_Aim:_ Translate the sentence "Go home and get some sleep!" from the ski forum thread into Spanish.

— START Document text —

Go home and get some sleep!  After you finish that video...


----------



## 2knees (Jan 3, 2008)

Brian, you have 81 ski days this year?


----------



## severine (Jan 3, 2008)

2knees said:


> Brian, you have 81 ski days this year?


Nah, that's his IQ.


----------



## All World Skier (Jan 3, 2008)

*A gaper can also be...........................*

A skier with a new coordinated outfit with no signs of wear!


----------



## 2knees (Jan 3, 2008)

severine said:


> Nah, that's his IQ.




snap


----------



## Paul (Jan 3, 2008)

All World Skier said:


> A skier with a new coordinated outfit with no signs of wear!



Or everybody's favorite, the Romper
http://www.fluorescentrompersuits.co.uk/pics2.html


----------



## bvibert (Jan 3, 2008)

2knees said:


> Brian, you have 81 ski days this year?

— END Document text —
— START Extracted data —

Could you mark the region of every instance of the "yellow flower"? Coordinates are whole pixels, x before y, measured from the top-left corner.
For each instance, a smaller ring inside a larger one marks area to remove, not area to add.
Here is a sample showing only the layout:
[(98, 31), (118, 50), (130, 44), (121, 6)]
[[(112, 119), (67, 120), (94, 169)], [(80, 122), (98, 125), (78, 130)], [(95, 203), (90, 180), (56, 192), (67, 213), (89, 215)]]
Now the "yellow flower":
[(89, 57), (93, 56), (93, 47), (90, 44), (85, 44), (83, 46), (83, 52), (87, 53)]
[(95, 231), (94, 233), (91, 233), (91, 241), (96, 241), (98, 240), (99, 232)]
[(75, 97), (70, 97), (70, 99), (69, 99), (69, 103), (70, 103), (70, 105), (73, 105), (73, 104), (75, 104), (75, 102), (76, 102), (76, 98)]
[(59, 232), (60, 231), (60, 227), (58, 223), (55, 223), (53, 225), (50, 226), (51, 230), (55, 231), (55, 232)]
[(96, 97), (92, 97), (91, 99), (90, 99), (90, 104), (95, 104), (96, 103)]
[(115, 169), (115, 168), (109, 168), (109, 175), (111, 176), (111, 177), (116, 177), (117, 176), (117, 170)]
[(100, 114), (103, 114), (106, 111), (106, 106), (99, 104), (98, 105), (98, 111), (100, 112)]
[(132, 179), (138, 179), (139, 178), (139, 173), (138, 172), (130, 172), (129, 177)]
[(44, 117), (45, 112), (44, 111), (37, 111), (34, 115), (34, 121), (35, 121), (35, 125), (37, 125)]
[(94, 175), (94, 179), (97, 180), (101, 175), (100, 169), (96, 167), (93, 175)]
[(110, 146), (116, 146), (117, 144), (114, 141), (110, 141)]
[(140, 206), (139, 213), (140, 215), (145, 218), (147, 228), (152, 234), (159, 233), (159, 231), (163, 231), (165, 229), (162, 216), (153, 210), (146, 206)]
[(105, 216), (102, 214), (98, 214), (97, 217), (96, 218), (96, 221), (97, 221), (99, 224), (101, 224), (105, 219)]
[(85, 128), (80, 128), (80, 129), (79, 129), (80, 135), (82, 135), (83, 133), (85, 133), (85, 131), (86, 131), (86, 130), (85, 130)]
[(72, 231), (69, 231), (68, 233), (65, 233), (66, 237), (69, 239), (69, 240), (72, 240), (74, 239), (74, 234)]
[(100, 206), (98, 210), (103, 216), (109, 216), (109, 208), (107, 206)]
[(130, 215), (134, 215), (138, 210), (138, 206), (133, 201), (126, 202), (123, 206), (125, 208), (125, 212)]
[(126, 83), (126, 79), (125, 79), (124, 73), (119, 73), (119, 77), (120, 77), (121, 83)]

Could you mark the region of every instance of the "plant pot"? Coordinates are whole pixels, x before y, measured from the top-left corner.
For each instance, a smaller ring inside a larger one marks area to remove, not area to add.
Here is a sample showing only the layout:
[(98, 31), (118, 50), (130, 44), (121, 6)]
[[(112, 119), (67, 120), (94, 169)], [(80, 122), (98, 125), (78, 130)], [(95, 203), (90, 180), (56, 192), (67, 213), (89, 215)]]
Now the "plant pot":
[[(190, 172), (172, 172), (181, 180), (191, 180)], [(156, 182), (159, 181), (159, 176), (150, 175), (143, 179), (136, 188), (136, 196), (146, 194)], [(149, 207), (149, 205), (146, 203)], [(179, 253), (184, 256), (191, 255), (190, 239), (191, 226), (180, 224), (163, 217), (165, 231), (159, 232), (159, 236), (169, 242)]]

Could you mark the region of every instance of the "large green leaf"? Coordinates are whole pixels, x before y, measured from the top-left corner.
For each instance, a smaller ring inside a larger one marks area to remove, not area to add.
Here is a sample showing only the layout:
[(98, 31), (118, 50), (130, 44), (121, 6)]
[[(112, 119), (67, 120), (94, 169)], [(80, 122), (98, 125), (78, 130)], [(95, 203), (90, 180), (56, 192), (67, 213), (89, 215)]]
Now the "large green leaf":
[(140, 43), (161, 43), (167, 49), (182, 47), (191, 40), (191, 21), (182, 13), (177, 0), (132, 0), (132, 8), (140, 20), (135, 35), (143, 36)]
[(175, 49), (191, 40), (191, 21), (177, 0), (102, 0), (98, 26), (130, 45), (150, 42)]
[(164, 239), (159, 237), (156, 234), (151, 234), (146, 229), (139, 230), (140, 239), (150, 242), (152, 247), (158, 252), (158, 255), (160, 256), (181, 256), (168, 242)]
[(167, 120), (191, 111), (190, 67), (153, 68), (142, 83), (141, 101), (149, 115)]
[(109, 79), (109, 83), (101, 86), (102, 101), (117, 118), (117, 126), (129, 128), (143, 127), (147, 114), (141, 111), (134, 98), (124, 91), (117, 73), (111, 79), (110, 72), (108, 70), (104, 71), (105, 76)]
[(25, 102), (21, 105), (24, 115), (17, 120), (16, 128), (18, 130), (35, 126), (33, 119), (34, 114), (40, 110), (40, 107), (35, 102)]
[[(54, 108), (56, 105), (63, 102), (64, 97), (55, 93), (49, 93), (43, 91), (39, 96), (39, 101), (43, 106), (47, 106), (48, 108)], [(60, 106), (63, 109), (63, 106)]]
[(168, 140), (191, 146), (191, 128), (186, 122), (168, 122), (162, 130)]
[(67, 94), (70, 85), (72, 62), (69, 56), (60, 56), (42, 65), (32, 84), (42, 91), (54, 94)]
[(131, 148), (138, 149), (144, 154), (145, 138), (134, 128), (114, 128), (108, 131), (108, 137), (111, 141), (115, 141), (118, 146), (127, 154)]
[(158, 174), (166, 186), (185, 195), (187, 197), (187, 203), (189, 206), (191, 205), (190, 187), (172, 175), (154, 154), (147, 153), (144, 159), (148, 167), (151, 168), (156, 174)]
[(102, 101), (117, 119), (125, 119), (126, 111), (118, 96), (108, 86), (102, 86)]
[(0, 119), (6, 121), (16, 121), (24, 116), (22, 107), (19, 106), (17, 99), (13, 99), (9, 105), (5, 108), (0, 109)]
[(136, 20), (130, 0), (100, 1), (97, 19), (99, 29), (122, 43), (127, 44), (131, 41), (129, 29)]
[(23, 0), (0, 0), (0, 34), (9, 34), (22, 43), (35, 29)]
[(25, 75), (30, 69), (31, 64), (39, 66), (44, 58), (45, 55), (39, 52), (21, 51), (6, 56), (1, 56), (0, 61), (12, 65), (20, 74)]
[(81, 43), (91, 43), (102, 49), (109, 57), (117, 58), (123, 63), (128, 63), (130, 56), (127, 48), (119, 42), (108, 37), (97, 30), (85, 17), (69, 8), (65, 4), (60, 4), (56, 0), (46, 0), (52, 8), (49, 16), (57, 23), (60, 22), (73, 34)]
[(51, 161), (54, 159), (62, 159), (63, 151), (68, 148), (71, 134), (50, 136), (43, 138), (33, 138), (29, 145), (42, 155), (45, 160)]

— END Extracted data —

_The solution:_ ¡Vete a casa y duerme un poco!